→ **JOB A**
In the rows below, copy word for word everything from the line containing "Mark the flower center, one" through the last row, both ends included, and leave the pictures out of your answer.

→ **PASSAGE**
Elizabeth Wong, Associate Director of the ACLU of Virginia, describes in a new post on the ACLU’s blog how religious or faith-based groups that appear regularly before the General Assembly (e.g., the Family Foundation, the Independent Baptists and the Catholic Conference) are arming their multiple lobbyists with new rhetoric in their effort to advance legislation that will impose one set of religious beliefs on everyone:
"For years, representatives of Virginia religious organizations and faith-based groups have sought passage of legislation of varying sorts – for example, restrictions on access to birth control or state-sanctioned school-sponsored prayer— explicitly acknowledging that such legislation is intended to enact their religious beliefs and values into law and override the beliefs of others. That strategy has been largely unsuccessful in the court of public opinion and in the courts of law. So, the new thing is that similar initiatives are not being described honestly as seeking to codify the religious beliefs of their advocates, but as laws needed to protect religious liberty or free speech.

→ **JOB B**
Extend the passage on religious lobbying in Virginia, picking up after its last sentence.

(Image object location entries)
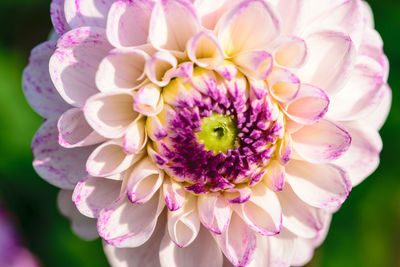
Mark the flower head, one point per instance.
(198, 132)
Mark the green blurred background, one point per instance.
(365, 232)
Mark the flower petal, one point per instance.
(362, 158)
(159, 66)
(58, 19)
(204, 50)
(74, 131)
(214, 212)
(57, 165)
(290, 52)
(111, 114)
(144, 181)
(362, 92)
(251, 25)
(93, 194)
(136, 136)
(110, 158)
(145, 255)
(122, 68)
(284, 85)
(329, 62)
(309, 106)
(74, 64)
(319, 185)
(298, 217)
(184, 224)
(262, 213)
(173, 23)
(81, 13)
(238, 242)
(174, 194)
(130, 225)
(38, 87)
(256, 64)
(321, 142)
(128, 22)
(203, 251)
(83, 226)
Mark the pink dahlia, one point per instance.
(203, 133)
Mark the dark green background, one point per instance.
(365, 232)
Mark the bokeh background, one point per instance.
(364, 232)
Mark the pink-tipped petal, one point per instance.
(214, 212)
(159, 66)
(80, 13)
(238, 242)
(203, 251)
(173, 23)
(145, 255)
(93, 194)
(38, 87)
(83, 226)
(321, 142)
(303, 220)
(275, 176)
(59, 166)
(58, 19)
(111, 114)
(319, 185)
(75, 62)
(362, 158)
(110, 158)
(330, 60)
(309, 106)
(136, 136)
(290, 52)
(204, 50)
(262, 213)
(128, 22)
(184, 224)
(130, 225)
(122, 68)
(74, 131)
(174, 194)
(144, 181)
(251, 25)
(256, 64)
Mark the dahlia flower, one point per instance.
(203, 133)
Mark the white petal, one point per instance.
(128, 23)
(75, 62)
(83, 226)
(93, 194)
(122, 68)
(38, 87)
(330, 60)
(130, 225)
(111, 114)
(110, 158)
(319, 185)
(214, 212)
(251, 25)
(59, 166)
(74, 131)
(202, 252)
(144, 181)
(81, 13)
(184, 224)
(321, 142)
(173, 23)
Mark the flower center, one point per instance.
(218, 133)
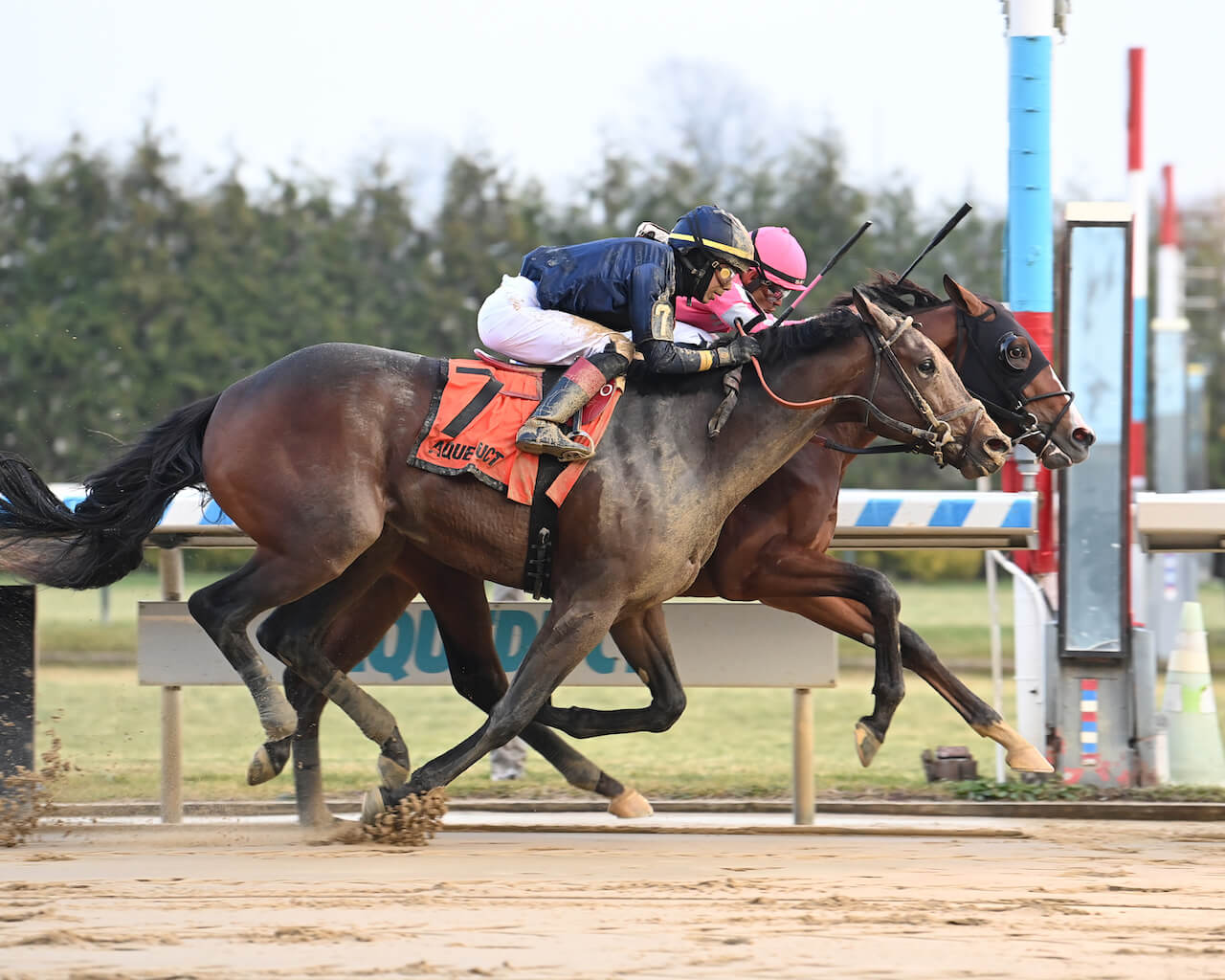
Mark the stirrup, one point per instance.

→ **FINAL RESULT A**
Mark the flower center, one point per instance.
(218, 133)
Mark the stirrup, one point per instance.

→ **FINAL RESULT B**
As long-time advocates for both First Amendment freedoms, however, the ACLU of Virginia knows the difference between laws intended to elevate or establish one religion over others and laws intended to protect the right of all people voluntarily to speak freely about their beliefs. We also know the difference between a law designed to permit discrimination and one designed to protect everyone’s right to practice his or her faith without government restriction.”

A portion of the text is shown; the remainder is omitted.